> **THE EXERCISE**:
Print all of the material below verbatim, line by line, with no change to wording, spacing or order.

> **RAW RECORDS**:
-------

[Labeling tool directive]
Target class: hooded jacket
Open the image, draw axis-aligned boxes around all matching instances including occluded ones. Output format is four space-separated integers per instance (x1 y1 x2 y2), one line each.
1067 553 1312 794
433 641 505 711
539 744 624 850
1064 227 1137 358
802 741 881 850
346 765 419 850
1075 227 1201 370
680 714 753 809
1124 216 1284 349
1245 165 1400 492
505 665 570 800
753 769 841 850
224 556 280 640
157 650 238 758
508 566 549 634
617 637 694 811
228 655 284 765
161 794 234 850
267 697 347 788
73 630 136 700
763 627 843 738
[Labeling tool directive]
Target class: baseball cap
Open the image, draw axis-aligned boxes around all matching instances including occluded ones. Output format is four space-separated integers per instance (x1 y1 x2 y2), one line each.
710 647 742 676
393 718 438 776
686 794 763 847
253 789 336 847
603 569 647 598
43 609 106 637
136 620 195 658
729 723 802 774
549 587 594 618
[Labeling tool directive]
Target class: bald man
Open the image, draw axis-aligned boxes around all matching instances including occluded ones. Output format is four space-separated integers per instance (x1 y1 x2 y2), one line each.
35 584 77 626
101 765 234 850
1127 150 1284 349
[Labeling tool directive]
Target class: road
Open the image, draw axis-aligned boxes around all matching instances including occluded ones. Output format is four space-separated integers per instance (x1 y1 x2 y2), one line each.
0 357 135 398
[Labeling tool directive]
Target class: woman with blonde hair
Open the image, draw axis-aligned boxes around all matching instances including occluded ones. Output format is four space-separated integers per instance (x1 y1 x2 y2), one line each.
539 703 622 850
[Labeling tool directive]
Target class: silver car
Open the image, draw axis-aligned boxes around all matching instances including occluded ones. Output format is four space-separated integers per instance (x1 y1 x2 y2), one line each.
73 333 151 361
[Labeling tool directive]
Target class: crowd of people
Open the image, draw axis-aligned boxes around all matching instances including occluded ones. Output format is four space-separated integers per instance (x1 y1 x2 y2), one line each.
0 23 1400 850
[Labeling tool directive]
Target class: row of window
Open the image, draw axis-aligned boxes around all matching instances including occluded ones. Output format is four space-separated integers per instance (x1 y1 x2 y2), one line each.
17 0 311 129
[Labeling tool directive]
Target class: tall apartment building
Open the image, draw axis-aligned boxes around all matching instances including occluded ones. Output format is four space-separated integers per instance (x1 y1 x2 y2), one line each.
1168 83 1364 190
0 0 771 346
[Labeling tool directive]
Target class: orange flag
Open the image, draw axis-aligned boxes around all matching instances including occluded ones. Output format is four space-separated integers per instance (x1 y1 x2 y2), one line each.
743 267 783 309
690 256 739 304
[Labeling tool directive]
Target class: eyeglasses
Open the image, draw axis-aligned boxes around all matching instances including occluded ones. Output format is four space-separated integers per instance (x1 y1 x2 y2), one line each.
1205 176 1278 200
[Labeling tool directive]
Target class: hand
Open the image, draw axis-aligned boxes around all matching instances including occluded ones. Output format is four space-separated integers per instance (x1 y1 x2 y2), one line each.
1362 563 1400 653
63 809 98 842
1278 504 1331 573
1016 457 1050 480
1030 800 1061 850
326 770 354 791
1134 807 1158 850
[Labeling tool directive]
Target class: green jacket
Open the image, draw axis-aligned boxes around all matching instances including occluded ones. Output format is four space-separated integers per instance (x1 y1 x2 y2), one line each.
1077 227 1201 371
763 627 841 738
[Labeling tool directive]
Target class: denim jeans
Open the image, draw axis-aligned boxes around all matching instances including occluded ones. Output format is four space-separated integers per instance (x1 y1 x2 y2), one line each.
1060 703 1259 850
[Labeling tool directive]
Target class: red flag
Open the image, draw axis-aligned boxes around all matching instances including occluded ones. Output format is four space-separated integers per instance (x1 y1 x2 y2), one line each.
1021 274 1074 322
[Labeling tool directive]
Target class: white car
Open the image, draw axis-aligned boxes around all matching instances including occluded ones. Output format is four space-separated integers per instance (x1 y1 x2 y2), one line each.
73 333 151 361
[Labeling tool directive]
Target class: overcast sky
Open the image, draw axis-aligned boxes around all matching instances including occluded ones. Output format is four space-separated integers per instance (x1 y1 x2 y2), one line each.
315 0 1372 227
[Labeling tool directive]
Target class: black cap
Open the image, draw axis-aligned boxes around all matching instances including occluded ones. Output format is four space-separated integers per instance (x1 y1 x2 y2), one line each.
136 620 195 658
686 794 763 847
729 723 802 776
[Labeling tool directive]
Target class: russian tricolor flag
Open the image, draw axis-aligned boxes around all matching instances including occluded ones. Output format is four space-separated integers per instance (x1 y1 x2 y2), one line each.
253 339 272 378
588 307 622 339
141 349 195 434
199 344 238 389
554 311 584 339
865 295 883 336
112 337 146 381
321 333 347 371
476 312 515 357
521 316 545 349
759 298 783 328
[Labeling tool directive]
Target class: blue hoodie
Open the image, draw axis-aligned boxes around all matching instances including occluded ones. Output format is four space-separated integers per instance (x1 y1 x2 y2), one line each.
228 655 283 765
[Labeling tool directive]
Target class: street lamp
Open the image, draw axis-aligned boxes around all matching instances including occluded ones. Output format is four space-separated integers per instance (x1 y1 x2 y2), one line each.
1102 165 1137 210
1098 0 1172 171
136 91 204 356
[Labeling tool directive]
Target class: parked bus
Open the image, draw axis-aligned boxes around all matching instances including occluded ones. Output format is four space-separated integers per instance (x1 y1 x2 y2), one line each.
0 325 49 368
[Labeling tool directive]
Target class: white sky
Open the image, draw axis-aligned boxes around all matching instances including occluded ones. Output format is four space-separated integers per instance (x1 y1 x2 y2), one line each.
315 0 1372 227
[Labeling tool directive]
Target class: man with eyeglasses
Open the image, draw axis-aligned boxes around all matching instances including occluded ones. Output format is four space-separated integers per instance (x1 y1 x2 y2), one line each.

-------

> **EXPECTED OUTPUT**:
[Labeling tool directive]
Target class: hooded jacket
Open the image, draw axis-aligned boxes around all matching instances including occluded ones. Output format is four space-separated integers per instance (x1 y1 x2 y2), one line each.
1067 553 1312 794
433 641 505 711
539 744 624 850
1064 227 1137 358
802 741 881 850
346 765 419 850
1075 227 1201 370
680 714 753 809
1124 216 1284 349
1245 165 1400 492
505 665 570 800
753 769 841 850
224 556 280 640
157 650 238 758
508 566 549 634
617 637 694 811
228 655 284 765
161 794 234 850
267 697 347 788
73 630 136 700
763 627 843 738
[Labeling tool directive]
Target class: baseball cap
Open the image, draw axis-aligned boxes around all matching instances including occluded ones. Output format is four space-separated integers per instance (x1 y1 x2 y2), one line each.
710 647 742 676
393 718 438 776
686 794 763 847
253 789 336 847
603 569 647 598
43 609 106 637
136 620 195 658
729 723 802 774
549 587 594 618
[Labeling tool directive]
Target class: bald man
Open the image, draw axis-aligned boxes around all matching instances including occluded ones. Output format is four space-separated integers per instance (x1 y1 x2 y2), one line each.
35 584 77 626
101 765 234 850
1127 150 1284 349
[Labeling tool directive]
Target class: road
Open the image, draw axis-aligned boxes around all matching instances including occluded ones. Output format is four space-separated integers per instance (x1 y1 x2 y2), one line each.
0 357 135 398
[Labeling tool directive]
Target class: woman with blonde hair
Open the image, draw axis-aligned boxes around all matching instances including occluded ones. Output format is four space-separated integers per instance (x1 y1 x2 y2), one line each.
539 703 622 850
[Labeling tool directive]
Target class: silver car
Open the image, draw axis-aligned boxes around all matching instances including occluded ones. Output format is four space-separated integers per instance (x1 y1 x2 y2), one line each.
73 333 151 361
[Labeling tool directive]
Target class: crowd of people
Open the image, draw axis-aligned boxes around all matching instances including occluded ones. Output format is four space-separated integers per instance (x1 y1 x2 y2), one line each.
0 23 1400 850
[Labeling tool directive]
Target class: row of window
Open the image, draw axis-aligned boxes around all matching instances including occluded ones. Output format is four space-separated integers per instance (x1 y1 x2 y2), one line each.
17 0 311 129
[Labeling tool directive]
Target class: tall apartment building
Open the image, draw axis-aligned boxes around all matching instances including occluded ones. Output format is four space-separated integers per instance (x1 y1 x2 y2), one line each.
1168 83 1364 190
0 0 771 346
[Labeling tool directive]
Target class: orange flag
Open the image, draw axis-aligned boxes around all matching instances including occluded ones. Output format is four space-separated integers per instance (x1 y1 x2 y2), one line each.
743 267 783 309
690 256 739 304
[Labeling tool directive]
Target class: eyeglasses
Open the image, draw axis-aligned boxes around all matching instances including occluded ones. Output format is four space-separated integers per instance (x1 y1 x2 y2), one line each.
1205 176 1278 200
[Labeling tool directive]
Target class: hand
Open the image, draw axis-aligned boxes around all matching instances including occluded ones. Output format is four space-separated integers per instance (x1 y1 x2 y2), one line each.
1362 563 1400 653
63 809 98 842
1278 504 1331 573
1016 457 1050 480
1030 800 1061 850
326 770 354 791
1134 807 1158 850
[Labeling tool directive]
Target class: green jacket
Open the image, draw axis-aligned boxes around all matching instances including occluded ones. Output format is four space-separated integers per instance (x1 y1 x2 y2), one line each.
1077 227 1201 371
763 627 841 738
[Labeling tool directive]
Target class: denim jeans
Open the image, draw axis-aligned boxes around all matching instances including occluded ones. Output format is four space-separated integers per instance (x1 y1 x2 y2), one line each.
1060 703 1259 850
[Labeling tool directive]
Target class: red flag
Open the image, draw axis-aligned boxes around all matching instances including occluded ones. Output format is four space-separated integers per instance (x1 y1 x2 y2), one line each.
1021 274 1074 322
[Labeling tool directive]
Target class: white car
Open the image, draw axis-aligned boxes around all matching instances including occluded ones. Output format is four space-separated integers per instance (x1 y1 x2 y2), one line each.
73 333 151 361
[Labeling tool directive]
Target class: overcast sky
Open the image, draw axis-aligned boxes around all matching instances including occluded ones. Output format is four space-separated integers per instance (x1 y1 x2 y2), one line each.
315 0 1372 227
[Labeling tool directive]
Target class: black cap
Open the image, draw axis-aligned boxes around all matching instances including occluded ones. Output format is four space-separated integers per instance (x1 y1 x2 y2), one line each.
136 620 195 658
686 794 763 847
729 723 802 776
[Labeling tool directive]
Target class: russian tricolor flag
Open the image, draw axis-aligned boxes around all matching instances including occluded ones. Output format is four space-separated integers per instance (x1 y1 x2 y2), one line each.
253 339 272 378
588 307 622 339
141 349 195 434
199 344 238 389
554 311 584 339
865 295 883 336
112 337 146 381
321 333 347 371
476 312 515 357
521 316 545 349
759 298 783 328
[Labeling tool directive]
Target class: blue hoodie
Open the image, draw axis-aligned boxes around all matching instances including occluded ones. Output format is four space-separated integers per instance (x1 y1 x2 y2), one line each.
228 655 283 765
[Labeling tool directive]
Target class: street lamp
Open the image, draw axis-aligned boxes around all matching instances including occluded ones. Output format is four space-separated integers per instance (x1 y1 x2 y2), one line each.
1102 165 1137 210
1098 0 1172 171
136 91 204 356
[Labeling tool directive]
Target class: parked bus
Open the image, draw axis-aligned boxes around all matching instances including occluded ones. Output format is four space-separated integers per instance (x1 y1 x2 y2), one line each.
0 325 49 368
[Labeling tool directive]
Target class: white sky
Open the image, draw axis-aligned boxes around all matching instances including occluded ones. Output format is four space-separated integers per instance (x1 y1 x2 y2), one line each.
315 0 1372 227
[Labeling tool directive]
Target class: man with eyeglasses
Open the image, draw axis-aligned boxes around all matching instances including occluded ones. Output format is four space-separated integers per instance (x1 y1 x2 y2), one line each.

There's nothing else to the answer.